[Records from a dataset]
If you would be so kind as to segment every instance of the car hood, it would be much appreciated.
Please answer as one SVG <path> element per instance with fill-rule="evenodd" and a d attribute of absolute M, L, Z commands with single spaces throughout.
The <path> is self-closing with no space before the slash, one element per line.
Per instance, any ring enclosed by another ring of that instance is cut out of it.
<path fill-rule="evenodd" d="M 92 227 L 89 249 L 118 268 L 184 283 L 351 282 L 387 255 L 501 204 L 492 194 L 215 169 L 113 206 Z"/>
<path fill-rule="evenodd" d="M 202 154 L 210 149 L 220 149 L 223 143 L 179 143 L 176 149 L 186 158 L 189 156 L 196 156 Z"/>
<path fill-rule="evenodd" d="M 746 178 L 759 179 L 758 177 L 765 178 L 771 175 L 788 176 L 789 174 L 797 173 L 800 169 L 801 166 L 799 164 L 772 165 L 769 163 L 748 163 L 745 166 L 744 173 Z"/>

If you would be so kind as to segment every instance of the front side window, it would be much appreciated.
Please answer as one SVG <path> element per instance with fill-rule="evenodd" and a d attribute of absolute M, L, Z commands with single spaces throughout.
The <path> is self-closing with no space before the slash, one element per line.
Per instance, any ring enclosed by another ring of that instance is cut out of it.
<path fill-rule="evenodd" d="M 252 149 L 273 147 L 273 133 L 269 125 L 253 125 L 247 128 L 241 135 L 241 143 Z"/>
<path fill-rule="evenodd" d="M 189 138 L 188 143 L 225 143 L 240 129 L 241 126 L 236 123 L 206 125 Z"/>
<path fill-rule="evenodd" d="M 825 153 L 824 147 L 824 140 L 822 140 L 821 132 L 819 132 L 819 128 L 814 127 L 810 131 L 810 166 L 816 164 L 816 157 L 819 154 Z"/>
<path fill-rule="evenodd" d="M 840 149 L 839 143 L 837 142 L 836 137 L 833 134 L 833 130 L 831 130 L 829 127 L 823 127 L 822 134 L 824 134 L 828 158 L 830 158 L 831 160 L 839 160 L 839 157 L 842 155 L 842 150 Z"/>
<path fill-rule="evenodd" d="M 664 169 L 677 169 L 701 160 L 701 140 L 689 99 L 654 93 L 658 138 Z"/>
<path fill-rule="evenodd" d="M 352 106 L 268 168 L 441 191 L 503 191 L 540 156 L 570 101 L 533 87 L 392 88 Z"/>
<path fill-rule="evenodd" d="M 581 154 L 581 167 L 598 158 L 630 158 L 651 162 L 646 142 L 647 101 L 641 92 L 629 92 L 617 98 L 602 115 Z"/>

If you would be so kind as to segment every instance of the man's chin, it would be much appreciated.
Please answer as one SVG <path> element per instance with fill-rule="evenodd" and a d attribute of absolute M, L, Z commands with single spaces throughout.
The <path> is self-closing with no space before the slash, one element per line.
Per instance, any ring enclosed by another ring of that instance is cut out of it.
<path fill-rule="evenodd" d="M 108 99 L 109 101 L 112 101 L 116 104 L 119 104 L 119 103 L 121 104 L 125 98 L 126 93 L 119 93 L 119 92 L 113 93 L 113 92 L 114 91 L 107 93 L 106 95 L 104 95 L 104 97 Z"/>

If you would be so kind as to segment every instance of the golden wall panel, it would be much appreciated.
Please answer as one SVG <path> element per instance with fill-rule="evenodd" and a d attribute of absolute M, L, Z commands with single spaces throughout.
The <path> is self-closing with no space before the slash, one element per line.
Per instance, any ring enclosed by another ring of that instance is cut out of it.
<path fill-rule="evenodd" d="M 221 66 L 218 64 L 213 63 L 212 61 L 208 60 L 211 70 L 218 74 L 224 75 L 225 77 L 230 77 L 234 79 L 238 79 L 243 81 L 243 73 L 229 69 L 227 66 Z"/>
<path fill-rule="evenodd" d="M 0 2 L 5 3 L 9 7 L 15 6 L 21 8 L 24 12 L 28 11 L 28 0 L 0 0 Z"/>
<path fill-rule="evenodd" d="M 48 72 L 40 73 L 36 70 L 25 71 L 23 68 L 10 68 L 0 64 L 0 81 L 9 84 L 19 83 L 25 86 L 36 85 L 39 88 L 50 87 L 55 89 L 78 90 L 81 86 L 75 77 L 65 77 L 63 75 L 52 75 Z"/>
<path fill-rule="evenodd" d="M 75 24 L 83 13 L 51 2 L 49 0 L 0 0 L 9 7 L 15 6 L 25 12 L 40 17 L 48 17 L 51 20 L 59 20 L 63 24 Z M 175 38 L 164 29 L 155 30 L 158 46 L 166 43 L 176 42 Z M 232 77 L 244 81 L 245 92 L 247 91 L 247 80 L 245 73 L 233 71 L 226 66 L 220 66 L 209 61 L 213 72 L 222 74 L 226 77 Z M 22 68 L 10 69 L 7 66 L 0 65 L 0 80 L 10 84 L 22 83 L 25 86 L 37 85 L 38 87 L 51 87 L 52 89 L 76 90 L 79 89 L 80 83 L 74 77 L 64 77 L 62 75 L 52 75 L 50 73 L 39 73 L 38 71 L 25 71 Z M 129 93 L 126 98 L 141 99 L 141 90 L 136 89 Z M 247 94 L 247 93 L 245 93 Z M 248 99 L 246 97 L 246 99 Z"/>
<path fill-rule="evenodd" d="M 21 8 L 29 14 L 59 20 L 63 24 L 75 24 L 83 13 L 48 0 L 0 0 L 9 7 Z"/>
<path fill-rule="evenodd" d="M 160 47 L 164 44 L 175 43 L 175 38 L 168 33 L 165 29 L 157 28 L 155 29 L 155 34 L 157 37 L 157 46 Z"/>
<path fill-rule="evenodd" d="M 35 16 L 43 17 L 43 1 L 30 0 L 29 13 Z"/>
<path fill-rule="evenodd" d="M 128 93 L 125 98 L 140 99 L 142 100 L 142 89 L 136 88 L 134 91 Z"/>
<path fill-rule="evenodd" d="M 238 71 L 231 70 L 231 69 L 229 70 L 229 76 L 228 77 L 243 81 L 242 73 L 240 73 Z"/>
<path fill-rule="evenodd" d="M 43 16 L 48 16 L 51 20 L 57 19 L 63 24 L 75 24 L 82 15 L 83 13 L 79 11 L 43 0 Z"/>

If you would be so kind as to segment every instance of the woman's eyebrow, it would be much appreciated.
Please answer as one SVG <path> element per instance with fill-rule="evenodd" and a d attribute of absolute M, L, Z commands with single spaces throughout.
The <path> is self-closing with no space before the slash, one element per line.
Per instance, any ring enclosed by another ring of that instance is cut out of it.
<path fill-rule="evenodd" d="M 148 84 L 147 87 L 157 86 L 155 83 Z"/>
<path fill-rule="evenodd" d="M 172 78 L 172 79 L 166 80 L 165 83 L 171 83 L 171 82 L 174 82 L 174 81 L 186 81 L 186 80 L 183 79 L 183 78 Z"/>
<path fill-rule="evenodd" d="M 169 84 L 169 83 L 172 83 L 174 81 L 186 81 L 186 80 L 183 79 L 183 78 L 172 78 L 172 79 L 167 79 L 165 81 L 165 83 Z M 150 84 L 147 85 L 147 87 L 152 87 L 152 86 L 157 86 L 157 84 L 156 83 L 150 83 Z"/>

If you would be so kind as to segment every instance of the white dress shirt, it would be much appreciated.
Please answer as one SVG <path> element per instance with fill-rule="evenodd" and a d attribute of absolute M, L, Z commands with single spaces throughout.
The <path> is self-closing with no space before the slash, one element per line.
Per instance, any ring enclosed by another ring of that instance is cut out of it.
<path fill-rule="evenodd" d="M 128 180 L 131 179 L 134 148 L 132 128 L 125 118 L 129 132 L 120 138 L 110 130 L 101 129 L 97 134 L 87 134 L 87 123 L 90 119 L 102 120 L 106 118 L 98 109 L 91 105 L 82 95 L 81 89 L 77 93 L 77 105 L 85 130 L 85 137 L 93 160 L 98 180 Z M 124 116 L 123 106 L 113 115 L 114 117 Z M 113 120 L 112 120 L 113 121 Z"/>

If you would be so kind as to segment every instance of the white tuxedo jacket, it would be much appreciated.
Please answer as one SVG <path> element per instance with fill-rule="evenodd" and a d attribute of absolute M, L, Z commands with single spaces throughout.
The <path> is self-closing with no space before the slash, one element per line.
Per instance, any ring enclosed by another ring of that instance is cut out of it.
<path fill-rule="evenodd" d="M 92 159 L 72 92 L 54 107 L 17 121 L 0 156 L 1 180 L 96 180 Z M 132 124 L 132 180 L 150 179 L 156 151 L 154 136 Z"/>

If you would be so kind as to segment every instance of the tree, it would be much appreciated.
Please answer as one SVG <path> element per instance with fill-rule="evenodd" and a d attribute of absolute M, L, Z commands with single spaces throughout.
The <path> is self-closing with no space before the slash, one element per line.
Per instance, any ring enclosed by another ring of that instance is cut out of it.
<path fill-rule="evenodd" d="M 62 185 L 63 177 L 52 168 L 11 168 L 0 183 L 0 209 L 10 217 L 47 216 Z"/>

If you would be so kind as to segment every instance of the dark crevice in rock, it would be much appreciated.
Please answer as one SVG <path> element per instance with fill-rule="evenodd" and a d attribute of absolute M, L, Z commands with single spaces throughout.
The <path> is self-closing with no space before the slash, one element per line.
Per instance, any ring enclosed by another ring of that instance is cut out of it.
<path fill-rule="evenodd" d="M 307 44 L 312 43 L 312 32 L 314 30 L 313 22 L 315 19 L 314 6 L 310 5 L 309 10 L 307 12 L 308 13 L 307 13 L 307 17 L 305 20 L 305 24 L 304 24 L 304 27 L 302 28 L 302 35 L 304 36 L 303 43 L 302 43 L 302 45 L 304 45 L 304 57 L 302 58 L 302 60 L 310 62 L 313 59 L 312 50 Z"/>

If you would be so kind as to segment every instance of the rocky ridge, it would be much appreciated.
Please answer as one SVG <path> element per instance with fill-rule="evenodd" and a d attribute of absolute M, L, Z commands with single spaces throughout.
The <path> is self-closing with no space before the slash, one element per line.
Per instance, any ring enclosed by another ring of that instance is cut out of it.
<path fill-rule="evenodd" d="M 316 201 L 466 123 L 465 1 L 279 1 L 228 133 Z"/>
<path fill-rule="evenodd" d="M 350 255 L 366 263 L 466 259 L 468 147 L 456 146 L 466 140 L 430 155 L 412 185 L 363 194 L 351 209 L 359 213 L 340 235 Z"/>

Work request: Please transcribe exactly the lines above from the line that has "panel, it would be much appreciated." up to and including the line that has "eyebrow, it would be much appreciated."; no other line belongs in the answer.

Answer:
If you would be so kind as to segment every instance of the golden wall panel, it would be much appreciated.
Please answer as one SVG <path> element per instance with fill-rule="evenodd" and a d attribute of absolute M, L, Z commands with single spaces throughout.
The <path> is self-closing with no space before the slash, one element per line.
Per instance, any ring enclosed by another ring of that instance is cut out of it.
<path fill-rule="evenodd" d="M 221 66 L 218 64 L 213 63 L 212 61 L 208 60 L 211 70 L 218 74 L 224 75 L 225 77 L 230 77 L 234 79 L 238 79 L 243 81 L 243 73 L 229 69 L 227 66 Z"/>
<path fill-rule="evenodd" d="M 0 2 L 5 3 L 9 7 L 15 6 L 21 8 L 24 12 L 28 11 L 28 0 L 0 0 Z"/>
<path fill-rule="evenodd" d="M 48 72 L 40 73 L 36 70 L 25 71 L 23 68 L 10 68 L 0 64 L 0 81 L 9 84 L 19 83 L 25 86 L 36 85 L 39 88 L 50 87 L 55 89 L 78 90 L 81 86 L 75 77 L 65 77 L 63 75 L 52 75 Z"/>
<path fill-rule="evenodd" d="M 75 24 L 83 13 L 51 2 L 49 0 L 0 0 L 9 7 L 15 6 L 25 12 L 40 17 L 48 17 L 51 20 L 59 20 L 63 24 Z M 175 38 L 164 29 L 155 30 L 158 46 L 166 43 L 176 42 Z M 232 77 L 244 81 L 245 92 L 247 91 L 247 80 L 245 73 L 233 71 L 226 66 L 220 66 L 209 61 L 213 72 L 222 74 L 226 77 Z M 22 68 L 10 69 L 7 66 L 0 65 L 0 80 L 10 84 L 22 83 L 25 86 L 37 85 L 38 87 L 51 87 L 52 89 L 76 90 L 79 89 L 80 83 L 74 77 L 64 77 L 62 75 L 52 75 L 50 73 L 39 73 L 38 71 L 25 71 Z M 129 93 L 126 98 L 141 99 L 141 90 L 136 89 Z M 247 94 L 247 93 L 245 93 Z M 248 99 L 246 97 L 246 99 Z"/>
<path fill-rule="evenodd" d="M 21 8 L 29 14 L 59 20 L 63 24 L 75 24 L 83 13 L 48 0 L 0 0 L 9 7 Z"/>
<path fill-rule="evenodd" d="M 160 47 L 164 44 L 175 43 L 175 38 L 168 33 L 165 29 L 157 28 L 155 29 L 155 34 L 157 37 L 157 46 Z"/>
<path fill-rule="evenodd" d="M 35 16 L 43 17 L 43 1 L 30 0 L 29 13 Z"/>
<path fill-rule="evenodd" d="M 128 93 L 125 98 L 140 99 L 142 100 L 142 89 L 136 88 L 134 91 Z"/>
<path fill-rule="evenodd" d="M 238 71 L 231 70 L 231 69 L 229 70 L 229 76 L 228 77 L 243 81 L 242 73 L 240 73 Z"/>
<path fill-rule="evenodd" d="M 43 16 L 48 16 L 51 20 L 57 19 L 63 24 L 75 24 L 82 15 L 83 13 L 79 11 L 43 0 Z"/>

If you would be so kind as to segment every instance of the woman's eyebrow, it would be much appreciated.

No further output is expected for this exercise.